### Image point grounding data
^^^^^^^^^^^^^^^^

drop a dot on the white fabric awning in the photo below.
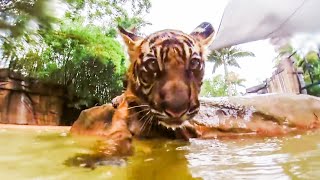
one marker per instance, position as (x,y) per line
(250,20)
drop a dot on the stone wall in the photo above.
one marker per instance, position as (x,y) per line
(285,79)
(28,101)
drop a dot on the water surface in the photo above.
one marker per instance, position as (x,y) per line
(52,154)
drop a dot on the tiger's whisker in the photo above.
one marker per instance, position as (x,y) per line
(139,112)
(143,105)
(144,123)
(150,127)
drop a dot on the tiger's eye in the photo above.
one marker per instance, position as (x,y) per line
(151,65)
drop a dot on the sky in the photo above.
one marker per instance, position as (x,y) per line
(186,15)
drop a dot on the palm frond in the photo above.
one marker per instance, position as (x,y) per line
(234,63)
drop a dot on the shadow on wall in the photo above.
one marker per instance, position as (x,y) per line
(30,102)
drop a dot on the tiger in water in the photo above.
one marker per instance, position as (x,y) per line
(163,84)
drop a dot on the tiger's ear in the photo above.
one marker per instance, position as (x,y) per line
(131,40)
(203,33)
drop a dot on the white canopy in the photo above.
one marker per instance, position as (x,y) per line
(250,20)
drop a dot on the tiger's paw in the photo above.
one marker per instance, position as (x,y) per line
(116,143)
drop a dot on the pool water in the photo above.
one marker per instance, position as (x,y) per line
(53,154)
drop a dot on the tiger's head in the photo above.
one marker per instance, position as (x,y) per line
(166,71)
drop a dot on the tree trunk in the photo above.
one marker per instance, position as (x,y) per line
(226,75)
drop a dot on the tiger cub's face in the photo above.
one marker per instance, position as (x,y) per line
(166,71)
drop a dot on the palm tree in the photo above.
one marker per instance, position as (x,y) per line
(227,57)
(235,82)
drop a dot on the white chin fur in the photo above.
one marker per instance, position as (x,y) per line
(173,126)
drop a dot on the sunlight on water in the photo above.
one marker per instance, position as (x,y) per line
(48,154)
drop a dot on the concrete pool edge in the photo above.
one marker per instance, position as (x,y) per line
(34,127)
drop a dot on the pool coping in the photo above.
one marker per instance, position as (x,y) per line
(35,127)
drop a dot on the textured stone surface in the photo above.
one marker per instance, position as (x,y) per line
(270,114)
(27,101)
(266,115)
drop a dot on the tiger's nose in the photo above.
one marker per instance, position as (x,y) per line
(175,114)
(176,106)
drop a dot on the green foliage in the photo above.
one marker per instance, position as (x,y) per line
(214,87)
(85,58)
(310,65)
(16,15)
(227,57)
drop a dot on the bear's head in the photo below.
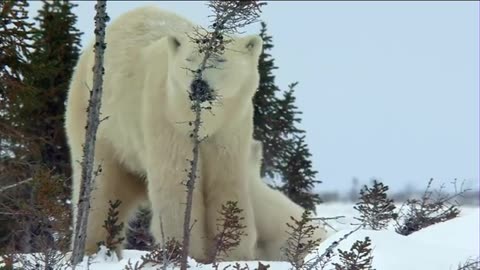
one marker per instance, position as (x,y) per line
(231,74)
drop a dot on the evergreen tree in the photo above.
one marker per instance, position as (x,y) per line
(56,50)
(37,63)
(285,153)
(15,42)
(299,177)
(264,103)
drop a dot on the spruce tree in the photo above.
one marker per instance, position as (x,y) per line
(15,45)
(276,117)
(56,49)
(264,103)
(299,176)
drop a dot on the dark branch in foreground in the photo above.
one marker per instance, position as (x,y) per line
(93,121)
(229,16)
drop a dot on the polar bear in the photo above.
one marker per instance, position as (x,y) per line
(272,210)
(143,143)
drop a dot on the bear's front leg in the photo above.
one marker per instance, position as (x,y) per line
(226,179)
(167,174)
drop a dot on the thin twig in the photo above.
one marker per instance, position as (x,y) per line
(2,189)
(93,120)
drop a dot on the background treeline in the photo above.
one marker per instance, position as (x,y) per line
(36,63)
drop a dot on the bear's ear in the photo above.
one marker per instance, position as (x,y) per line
(257,150)
(254,45)
(174,43)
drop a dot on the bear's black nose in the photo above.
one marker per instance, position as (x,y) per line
(200,91)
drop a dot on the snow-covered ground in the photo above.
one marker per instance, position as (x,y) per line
(439,247)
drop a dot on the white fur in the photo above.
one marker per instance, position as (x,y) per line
(144,145)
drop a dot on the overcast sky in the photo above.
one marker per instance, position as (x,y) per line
(387,89)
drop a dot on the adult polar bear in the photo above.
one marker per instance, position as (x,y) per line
(144,145)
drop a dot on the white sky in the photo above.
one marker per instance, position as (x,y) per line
(387,89)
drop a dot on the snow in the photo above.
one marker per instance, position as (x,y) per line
(439,247)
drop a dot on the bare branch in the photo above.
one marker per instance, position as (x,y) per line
(2,189)
(93,121)
(228,17)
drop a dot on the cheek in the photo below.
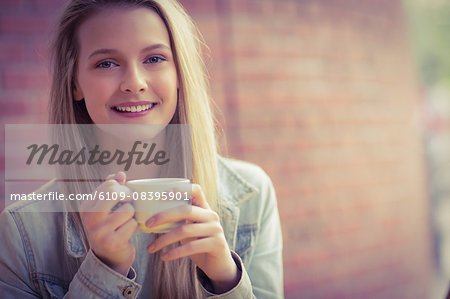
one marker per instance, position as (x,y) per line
(166,86)
(96,88)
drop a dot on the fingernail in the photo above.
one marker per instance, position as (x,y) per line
(150,222)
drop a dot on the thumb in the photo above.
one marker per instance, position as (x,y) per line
(120,177)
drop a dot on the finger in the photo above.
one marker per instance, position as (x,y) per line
(119,177)
(120,216)
(109,194)
(198,197)
(183,232)
(127,230)
(195,247)
(183,212)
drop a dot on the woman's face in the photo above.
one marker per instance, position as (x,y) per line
(126,71)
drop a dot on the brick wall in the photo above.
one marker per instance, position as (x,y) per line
(322,95)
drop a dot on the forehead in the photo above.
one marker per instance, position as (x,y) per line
(118,27)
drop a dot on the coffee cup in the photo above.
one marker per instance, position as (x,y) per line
(151,196)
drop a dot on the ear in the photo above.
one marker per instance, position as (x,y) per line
(77,93)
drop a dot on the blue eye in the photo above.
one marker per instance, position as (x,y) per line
(155,59)
(105,64)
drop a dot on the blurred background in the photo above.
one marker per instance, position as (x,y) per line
(344,103)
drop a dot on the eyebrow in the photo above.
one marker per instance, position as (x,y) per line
(113,51)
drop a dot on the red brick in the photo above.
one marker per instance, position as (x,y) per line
(22,79)
(11,52)
(25,25)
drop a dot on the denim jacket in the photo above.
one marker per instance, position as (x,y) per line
(43,256)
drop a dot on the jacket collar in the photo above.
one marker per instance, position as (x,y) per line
(233,188)
(233,191)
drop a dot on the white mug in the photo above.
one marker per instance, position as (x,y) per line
(151,196)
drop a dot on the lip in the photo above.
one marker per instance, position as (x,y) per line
(133,104)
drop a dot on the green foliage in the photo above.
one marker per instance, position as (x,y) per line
(430,30)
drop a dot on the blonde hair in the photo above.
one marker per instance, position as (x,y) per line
(175,279)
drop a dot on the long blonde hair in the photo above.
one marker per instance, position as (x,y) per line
(175,279)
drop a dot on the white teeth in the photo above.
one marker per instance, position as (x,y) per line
(137,108)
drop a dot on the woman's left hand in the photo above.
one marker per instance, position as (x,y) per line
(202,239)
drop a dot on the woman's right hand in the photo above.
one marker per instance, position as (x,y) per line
(109,232)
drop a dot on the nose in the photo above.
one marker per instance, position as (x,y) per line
(134,81)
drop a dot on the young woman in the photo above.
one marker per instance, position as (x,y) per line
(139,62)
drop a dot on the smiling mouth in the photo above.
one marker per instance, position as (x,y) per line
(133,108)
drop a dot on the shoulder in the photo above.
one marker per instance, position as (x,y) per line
(28,219)
(245,172)
(243,182)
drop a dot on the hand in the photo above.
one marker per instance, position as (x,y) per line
(108,232)
(202,239)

^^^^^^^^^^^^^^^^

Show, from the records above, every line that includes "wall".

### RESULT OF THIS EXERCISE
drop a dot on the stone wall in the photo above.
drop a dot on the shadow on wall in the photo above.
drop a dot on the brick wall in the photo above.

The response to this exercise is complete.